:: What to do ::
For this listing, report how many lines contain the string "body", using only a number.

:: Extracted records ::
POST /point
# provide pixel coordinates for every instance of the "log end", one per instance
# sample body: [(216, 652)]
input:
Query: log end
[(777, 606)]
* * *
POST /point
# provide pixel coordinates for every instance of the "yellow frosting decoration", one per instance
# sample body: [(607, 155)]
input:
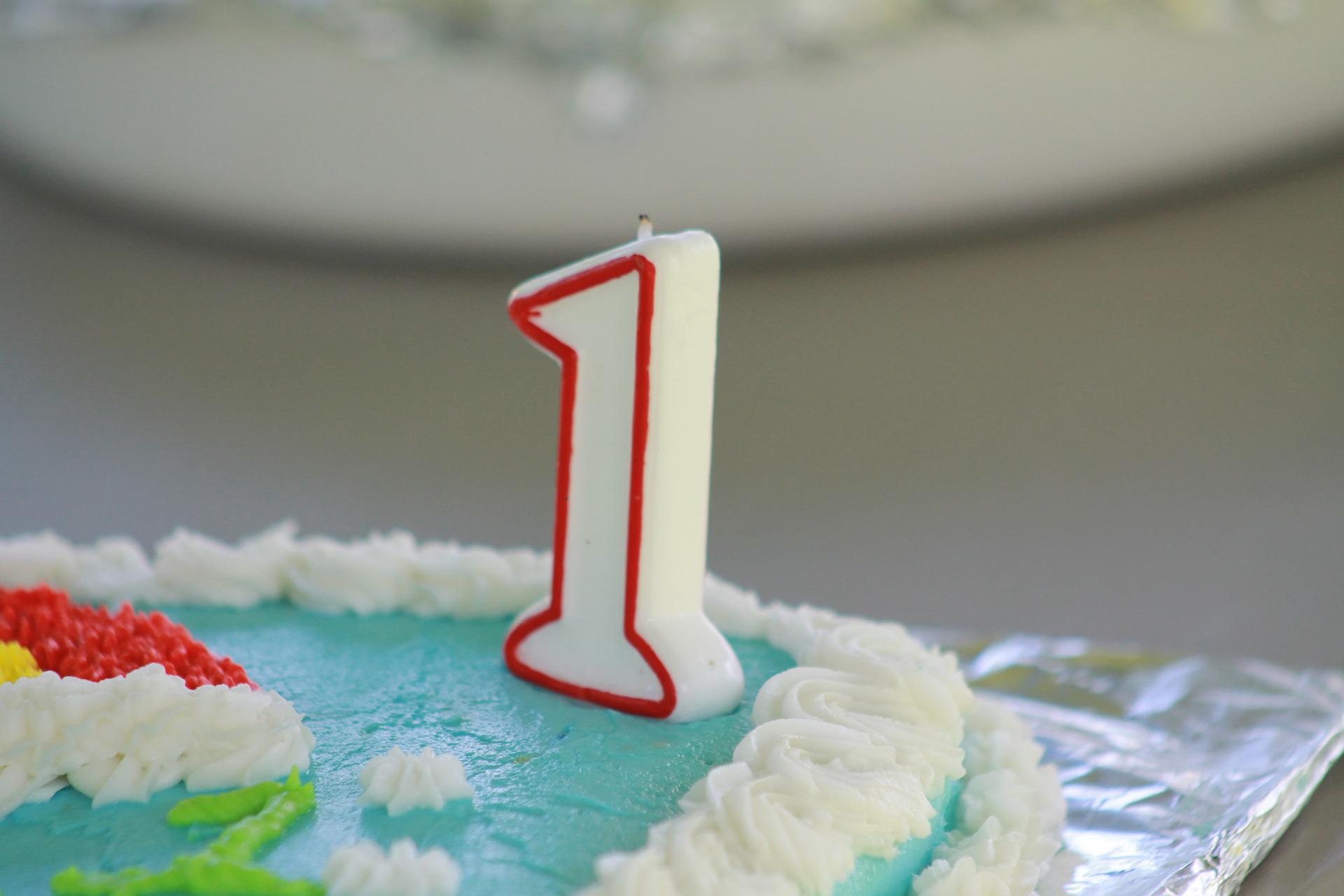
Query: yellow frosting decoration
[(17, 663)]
==
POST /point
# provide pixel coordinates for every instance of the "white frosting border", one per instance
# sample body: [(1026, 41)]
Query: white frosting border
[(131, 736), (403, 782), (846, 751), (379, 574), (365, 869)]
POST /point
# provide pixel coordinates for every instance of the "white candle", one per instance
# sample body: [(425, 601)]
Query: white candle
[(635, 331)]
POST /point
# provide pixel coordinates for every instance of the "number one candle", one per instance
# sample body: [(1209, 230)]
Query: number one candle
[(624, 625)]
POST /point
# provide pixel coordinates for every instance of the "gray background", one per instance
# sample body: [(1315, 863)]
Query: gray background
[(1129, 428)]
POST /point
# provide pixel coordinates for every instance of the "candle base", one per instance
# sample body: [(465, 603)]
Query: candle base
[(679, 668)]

:: Completed exercise ::
7